TASK PROMPT
Starting with the line that contains "Phrase: statue's hand", reproduce each line through the end of the entries exactly as written.

## BEGIN EXERCISE INPUT

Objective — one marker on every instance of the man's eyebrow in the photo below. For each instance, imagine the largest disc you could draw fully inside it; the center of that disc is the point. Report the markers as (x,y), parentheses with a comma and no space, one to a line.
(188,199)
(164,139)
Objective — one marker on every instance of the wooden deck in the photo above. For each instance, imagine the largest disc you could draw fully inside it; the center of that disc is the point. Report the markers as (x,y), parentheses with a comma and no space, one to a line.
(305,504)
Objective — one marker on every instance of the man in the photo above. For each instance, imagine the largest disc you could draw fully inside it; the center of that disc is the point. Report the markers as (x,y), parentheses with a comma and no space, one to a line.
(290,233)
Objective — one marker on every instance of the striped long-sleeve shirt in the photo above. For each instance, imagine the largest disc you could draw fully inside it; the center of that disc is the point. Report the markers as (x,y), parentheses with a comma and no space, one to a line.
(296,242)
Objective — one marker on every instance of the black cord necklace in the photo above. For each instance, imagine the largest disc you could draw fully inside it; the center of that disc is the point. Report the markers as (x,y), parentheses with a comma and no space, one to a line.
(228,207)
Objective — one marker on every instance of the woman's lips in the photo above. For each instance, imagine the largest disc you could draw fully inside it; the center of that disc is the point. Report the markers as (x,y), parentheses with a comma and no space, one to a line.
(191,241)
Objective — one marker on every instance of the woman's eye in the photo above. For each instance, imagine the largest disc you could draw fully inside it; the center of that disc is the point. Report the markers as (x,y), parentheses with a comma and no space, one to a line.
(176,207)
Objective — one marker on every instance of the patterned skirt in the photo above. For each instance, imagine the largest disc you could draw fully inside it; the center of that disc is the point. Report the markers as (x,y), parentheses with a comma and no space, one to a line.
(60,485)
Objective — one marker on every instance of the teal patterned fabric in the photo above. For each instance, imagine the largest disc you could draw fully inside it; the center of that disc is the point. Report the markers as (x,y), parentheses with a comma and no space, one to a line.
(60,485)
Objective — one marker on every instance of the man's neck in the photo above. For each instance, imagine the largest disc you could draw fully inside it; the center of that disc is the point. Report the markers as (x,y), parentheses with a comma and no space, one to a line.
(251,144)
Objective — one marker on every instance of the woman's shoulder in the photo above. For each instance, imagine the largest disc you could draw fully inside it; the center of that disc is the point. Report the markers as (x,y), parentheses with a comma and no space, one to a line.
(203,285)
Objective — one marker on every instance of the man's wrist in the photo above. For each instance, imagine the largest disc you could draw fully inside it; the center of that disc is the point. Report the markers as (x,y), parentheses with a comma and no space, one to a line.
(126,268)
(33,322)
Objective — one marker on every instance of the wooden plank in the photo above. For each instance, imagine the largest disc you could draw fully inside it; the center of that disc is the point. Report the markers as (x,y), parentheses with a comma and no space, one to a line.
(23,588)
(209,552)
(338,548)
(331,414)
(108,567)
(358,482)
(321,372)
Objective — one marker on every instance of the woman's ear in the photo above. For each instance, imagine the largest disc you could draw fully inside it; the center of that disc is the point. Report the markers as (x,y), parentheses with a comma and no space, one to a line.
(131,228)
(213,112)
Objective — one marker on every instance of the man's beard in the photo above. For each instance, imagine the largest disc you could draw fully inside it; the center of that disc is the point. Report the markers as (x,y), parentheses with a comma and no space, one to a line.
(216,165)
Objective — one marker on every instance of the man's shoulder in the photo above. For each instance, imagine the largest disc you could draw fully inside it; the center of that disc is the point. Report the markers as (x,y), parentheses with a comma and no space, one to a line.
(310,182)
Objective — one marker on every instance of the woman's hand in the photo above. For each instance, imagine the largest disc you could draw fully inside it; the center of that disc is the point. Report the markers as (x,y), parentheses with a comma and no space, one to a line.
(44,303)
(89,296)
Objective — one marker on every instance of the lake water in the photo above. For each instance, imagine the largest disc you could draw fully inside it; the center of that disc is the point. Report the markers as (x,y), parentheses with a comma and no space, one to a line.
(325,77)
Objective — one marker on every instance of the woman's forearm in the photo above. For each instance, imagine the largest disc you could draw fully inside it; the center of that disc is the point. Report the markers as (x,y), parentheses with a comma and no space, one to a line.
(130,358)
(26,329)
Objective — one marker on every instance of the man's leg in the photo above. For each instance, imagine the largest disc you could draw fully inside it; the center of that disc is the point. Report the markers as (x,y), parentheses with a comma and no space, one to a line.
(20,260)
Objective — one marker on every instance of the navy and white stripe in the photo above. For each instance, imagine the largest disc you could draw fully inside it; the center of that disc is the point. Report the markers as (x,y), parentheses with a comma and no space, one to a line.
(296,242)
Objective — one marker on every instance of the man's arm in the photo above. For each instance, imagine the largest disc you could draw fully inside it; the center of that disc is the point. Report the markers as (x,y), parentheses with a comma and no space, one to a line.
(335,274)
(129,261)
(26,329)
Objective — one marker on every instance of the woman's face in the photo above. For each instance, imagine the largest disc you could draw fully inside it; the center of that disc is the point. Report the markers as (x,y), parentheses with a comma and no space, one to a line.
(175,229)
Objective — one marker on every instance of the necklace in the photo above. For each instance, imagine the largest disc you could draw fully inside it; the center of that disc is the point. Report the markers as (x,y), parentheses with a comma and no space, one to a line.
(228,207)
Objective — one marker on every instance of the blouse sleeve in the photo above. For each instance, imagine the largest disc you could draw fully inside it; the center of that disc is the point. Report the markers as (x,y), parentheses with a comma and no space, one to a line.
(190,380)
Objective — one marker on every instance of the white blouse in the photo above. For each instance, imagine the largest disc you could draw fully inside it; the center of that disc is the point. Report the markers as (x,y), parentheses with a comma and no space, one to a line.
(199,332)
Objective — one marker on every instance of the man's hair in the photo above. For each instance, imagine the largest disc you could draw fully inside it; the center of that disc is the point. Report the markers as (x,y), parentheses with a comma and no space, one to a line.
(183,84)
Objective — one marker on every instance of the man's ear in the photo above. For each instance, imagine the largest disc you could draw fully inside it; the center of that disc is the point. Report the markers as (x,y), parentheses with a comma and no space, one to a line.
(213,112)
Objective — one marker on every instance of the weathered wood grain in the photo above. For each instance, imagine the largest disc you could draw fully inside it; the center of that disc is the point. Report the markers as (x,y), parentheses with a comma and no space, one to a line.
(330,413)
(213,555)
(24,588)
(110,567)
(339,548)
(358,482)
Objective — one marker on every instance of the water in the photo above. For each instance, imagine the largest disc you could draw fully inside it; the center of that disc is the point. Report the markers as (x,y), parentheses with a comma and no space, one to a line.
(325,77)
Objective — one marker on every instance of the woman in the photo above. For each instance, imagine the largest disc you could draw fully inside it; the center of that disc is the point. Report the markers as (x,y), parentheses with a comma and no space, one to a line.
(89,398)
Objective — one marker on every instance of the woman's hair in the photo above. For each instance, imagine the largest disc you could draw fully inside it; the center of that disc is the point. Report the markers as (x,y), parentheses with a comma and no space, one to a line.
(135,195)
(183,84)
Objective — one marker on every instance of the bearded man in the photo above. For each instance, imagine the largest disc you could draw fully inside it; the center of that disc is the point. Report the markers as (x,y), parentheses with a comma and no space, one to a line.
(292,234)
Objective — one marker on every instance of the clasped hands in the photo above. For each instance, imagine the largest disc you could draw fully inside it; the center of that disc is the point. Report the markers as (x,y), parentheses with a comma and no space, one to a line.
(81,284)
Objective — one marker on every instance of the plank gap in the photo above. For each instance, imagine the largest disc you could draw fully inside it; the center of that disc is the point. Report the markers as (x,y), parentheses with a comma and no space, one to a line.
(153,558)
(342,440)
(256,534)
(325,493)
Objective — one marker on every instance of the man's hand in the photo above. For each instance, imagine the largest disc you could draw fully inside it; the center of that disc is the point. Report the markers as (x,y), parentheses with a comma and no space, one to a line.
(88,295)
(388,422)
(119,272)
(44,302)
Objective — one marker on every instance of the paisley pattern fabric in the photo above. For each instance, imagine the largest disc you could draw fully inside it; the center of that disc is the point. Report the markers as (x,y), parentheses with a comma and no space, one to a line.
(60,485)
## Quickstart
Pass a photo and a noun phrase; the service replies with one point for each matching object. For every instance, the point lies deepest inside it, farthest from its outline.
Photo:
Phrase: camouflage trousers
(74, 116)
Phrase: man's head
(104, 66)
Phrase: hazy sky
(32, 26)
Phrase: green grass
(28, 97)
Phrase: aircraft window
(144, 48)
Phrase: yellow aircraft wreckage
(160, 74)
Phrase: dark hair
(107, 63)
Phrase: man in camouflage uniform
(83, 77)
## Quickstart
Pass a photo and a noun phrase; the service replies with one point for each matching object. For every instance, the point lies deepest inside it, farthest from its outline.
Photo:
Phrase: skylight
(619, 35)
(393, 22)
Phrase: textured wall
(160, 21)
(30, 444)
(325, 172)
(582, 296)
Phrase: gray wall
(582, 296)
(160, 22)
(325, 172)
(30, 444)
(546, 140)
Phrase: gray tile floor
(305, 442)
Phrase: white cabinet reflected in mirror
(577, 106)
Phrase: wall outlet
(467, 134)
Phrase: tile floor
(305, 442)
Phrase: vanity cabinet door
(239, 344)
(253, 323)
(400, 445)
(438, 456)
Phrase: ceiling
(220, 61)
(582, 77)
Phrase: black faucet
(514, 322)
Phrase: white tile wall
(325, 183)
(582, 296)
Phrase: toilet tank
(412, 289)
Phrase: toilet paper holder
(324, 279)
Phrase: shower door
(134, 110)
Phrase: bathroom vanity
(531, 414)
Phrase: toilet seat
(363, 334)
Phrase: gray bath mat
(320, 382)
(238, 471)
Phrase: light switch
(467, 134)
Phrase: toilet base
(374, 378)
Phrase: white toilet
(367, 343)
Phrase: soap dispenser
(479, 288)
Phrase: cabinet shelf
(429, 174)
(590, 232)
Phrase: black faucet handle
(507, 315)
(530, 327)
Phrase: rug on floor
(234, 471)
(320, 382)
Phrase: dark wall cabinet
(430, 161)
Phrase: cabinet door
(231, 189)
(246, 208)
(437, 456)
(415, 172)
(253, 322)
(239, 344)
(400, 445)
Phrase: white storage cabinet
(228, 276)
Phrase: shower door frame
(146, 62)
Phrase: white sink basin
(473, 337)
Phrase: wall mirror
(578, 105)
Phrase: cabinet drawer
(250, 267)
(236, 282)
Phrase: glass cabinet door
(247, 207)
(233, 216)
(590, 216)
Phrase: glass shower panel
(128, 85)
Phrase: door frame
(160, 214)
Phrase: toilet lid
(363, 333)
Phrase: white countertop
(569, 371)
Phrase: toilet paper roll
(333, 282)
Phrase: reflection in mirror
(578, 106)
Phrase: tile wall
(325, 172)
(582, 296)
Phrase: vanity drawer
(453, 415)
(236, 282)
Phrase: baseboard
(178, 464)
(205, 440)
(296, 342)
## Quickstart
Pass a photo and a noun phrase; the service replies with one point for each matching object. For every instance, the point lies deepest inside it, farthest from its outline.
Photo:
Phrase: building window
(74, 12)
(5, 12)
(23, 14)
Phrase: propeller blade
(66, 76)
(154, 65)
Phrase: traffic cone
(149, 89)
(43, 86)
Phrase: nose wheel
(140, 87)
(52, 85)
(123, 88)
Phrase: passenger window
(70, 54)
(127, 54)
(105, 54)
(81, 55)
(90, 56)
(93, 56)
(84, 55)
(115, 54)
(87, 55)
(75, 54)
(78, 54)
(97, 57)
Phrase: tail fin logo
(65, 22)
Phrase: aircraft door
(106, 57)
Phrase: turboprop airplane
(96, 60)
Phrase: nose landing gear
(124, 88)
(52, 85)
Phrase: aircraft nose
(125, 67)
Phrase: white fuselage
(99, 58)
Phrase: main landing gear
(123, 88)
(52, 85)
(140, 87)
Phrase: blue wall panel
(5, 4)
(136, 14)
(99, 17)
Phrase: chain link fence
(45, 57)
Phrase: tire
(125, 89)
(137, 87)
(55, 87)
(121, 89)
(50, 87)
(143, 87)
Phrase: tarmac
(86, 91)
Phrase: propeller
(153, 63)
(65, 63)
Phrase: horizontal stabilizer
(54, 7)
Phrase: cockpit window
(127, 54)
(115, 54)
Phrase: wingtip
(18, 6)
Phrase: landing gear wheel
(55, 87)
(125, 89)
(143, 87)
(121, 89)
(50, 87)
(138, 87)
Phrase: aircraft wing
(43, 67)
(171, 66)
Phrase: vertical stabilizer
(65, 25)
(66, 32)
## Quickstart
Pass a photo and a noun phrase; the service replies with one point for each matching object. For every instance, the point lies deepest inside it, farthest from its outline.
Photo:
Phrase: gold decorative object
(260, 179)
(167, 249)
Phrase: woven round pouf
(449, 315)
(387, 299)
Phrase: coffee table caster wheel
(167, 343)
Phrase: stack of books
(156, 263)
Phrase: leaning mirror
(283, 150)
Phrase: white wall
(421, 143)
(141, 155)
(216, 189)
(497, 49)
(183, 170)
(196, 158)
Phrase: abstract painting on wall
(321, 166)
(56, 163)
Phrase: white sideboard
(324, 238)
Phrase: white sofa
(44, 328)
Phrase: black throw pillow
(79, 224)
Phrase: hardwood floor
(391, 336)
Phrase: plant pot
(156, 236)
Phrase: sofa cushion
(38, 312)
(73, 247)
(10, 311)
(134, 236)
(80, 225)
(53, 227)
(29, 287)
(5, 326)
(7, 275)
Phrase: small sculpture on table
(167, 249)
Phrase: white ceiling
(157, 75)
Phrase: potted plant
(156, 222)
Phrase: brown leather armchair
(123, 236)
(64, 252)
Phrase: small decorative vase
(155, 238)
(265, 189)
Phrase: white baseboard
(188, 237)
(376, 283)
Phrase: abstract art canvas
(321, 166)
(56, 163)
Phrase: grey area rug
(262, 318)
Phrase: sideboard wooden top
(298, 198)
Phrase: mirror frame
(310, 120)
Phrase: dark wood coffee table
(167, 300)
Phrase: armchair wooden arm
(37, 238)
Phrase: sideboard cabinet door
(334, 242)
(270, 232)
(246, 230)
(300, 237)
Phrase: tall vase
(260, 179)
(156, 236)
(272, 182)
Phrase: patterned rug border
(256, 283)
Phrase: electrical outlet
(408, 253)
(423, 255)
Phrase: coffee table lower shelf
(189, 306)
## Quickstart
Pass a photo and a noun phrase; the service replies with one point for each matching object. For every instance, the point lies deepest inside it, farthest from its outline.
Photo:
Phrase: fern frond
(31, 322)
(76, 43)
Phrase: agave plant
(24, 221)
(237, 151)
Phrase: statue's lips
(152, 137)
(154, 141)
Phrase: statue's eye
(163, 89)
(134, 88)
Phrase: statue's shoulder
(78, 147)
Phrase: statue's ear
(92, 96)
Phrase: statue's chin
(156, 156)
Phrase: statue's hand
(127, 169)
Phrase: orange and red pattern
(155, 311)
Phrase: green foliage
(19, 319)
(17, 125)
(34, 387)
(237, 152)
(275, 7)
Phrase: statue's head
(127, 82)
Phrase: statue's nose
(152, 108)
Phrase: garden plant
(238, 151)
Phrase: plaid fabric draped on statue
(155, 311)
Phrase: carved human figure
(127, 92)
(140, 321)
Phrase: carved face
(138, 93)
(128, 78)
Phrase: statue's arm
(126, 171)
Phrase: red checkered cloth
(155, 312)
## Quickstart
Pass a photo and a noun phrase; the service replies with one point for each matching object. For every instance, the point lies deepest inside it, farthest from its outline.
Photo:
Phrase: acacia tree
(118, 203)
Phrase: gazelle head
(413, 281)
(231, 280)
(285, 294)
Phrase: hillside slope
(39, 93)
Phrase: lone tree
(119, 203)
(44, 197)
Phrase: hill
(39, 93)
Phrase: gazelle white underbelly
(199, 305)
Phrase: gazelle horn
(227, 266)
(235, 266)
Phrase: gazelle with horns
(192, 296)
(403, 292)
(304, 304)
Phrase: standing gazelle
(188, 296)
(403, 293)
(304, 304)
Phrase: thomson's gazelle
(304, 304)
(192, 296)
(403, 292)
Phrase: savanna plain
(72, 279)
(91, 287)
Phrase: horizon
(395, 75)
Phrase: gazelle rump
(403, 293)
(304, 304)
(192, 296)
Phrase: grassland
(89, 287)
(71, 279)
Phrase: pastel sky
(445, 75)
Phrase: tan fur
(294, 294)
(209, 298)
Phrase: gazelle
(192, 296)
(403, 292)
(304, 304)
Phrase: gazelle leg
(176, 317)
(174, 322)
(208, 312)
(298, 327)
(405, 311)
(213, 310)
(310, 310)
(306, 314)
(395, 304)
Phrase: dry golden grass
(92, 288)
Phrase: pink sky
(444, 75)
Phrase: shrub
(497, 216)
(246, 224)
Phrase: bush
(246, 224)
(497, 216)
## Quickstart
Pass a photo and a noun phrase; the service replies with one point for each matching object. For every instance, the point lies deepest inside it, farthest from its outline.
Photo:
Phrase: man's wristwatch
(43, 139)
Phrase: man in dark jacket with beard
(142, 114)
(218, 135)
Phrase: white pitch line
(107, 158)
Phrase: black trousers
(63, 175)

## END EXERCISE INPUT

RESPONSE
Phrase: statue's hand
(127, 169)
Phrase: orange and red pattern
(155, 311)
Phrase: green foliage
(19, 319)
(17, 125)
(34, 387)
(237, 152)
(275, 7)
Phrase: statue's head
(127, 82)
Phrase: statue's nose
(152, 108)
Phrase: garden plant
(238, 151)
Phrase: plaid fabric draped on statue
(155, 311)
Phrase: carved human figure
(127, 92)
(140, 321)
Phrase: carved face
(138, 93)
(128, 78)
Phrase: statue's arm
(126, 171)
Phrase: red checkered cloth
(155, 312)
## Quickstart
Pass a photo and a noun phrase; the service replies with one point for each matching object. For every instance, the point lies deepest inside it, farthest from its outline.
Photo:
Phrase: acacia tree
(118, 203)
Phrase: gazelle head
(413, 281)
(231, 280)
(285, 294)
Phrase: hillside slope
(39, 93)
Phrase: lone tree
(119, 203)
(44, 197)
Phrase: hill
(39, 93)
Phrase: gazelle white underbelly
(199, 305)
Phrase: gazelle horn
(227, 266)
(235, 266)
Phrase: gazelle with horns
(192, 296)
(403, 292)
(304, 304)
Phrase: standing gazelle
(188, 296)
(403, 293)
(304, 304)
Phrase: thomson's gazelle
(304, 304)
(192, 296)
(403, 292)
Phrase: savanna plain
(72, 279)
(91, 287)
Phrase: horizon
(395, 75)
Phrase: gazelle rump
(403, 293)
(304, 304)
(192, 296)
Phrase: grassland
(89, 287)
(71, 279)
Phrase: pastel sky
(445, 75)
Phrase: tan fur
(294, 294)
(209, 298)
Phrase: gazelle
(192, 296)
(403, 292)
(304, 304)
Phrase: gazelle leg
(176, 317)
(174, 322)
(208, 312)
(298, 327)
(405, 311)
(213, 310)
(310, 310)
(306, 314)
(395, 304)
Phrase: dry golden grass
(92, 288)
Phrase: pink sky
(444, 75)
Phrase: shrub
(497, 216)
(246, 224)
Phrase: bush
(246, 224)
(497, 216)
## Quickstart
Pass a photo and a noun phrase; the service replies with one point for each matching object. For every instance, the point lies deepest inside it, farthest from its outline.
Photo:
Phrase: man's wristwatch
(43, 139)
Phrase: man in dark jacket with beard
(142, 114)
(218, 135)
Phrase: white pitch line
(107, 158)
Phrase: black trousers
(63, 175)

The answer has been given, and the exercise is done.